• [Set problem 1] Copy the text on retailer satisfaction scoring from "The third column" up to and including "our own results.".

• [Page]
That table contains four columns, each representing a different method of scoring that retailer's customer satisfaction. The first column is the mean of the six-point rating (six is best) for the question "Overall, I am satisfied with this store." The second column is the mean of the 11-point rating for "I would recommend this store to others."

The third column is the score this retailer received from the American Customer Satisfaction Index (if available). The ACSI is an economic indicator based on customer evaluations of the quality of goods and services purchased in the United States. The 12-year-old index was developed by the National Quality Research Center at the Stephen M. Ross Business School at the University of Michigan. For the ACSI, survey respondents are randomly selected via automatic phone dialers, and data collected via one-on-one interviews. For a company to be included in the ACSI, it must have 250 responses. Because the ACSI measures in a scientific way what we are attempting to measure here, we've included the ACSI results when possible as a means to provide some sort of validation for our own results.

• [Set problem 2] Rewrite the records from the line with "Indicate the lower" up to and including the line with "<point>584,164</point>", keeping the requests and adding 141 to every point coordinate in the answers. Give only those lines.

• [Records provided]
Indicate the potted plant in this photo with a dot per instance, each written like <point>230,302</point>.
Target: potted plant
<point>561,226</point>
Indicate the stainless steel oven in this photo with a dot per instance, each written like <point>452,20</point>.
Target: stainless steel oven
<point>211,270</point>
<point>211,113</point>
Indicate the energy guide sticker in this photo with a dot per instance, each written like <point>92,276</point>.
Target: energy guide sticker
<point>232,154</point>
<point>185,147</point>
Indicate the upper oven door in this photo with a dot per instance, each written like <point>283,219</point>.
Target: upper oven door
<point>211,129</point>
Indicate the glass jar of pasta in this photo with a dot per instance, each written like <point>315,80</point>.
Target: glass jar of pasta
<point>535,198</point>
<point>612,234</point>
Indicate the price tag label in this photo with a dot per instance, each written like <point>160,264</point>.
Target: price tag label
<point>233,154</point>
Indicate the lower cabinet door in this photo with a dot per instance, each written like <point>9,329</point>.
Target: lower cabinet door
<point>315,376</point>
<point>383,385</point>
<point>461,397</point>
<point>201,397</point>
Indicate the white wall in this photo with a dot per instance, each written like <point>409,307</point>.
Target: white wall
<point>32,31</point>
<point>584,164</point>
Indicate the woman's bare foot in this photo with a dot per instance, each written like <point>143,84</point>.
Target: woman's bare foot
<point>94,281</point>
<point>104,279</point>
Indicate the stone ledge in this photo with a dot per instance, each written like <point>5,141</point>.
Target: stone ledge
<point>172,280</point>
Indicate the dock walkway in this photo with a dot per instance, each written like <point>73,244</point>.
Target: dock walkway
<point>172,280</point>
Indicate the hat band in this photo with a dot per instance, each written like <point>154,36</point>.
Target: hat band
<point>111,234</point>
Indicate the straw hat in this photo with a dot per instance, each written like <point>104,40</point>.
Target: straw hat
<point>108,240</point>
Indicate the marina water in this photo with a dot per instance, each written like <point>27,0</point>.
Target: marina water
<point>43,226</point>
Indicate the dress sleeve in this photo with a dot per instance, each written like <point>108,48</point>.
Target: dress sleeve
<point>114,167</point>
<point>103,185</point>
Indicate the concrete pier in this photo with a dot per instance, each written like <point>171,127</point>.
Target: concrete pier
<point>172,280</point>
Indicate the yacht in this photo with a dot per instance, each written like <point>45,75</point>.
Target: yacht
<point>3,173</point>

• [Written answer 1]
The third column is the score this retailer received from the American Customer Satisfaction Index (if available). The ACSI is an economic indicator based on customer evaluations of the quality of goods and services purchased in the United States. The 12-year-old index was developed by the National Quality Research Center at the Stephen M. Ross Business School at the University of Michigan. For the ACSI, survey respondents are randomly selected via automatic phone dialers, and data collected via one-on-one interviews. For a company to be included in the ACSI, it must have 250 responses. Because the ACSI measures in a scientific way what we are attempting to measure here, we've included the ACSI results when possible as a means to provide some sort of validation for our own results.

• [Written answer 2]
Indicate the lower cabinet door in this photo with a dot per instance, each written like <point>9,329</point>.
Target: lower cabinet door
<point>456,517</point>
<point>524,526</point>
<point>602,538</point>
<point>342,538</point>
Indicate the white wall in this photo with a dot per instance, each written like <point>409,307</point>.
Target: white wall
<point>173,172</point>
<point>725,305</point>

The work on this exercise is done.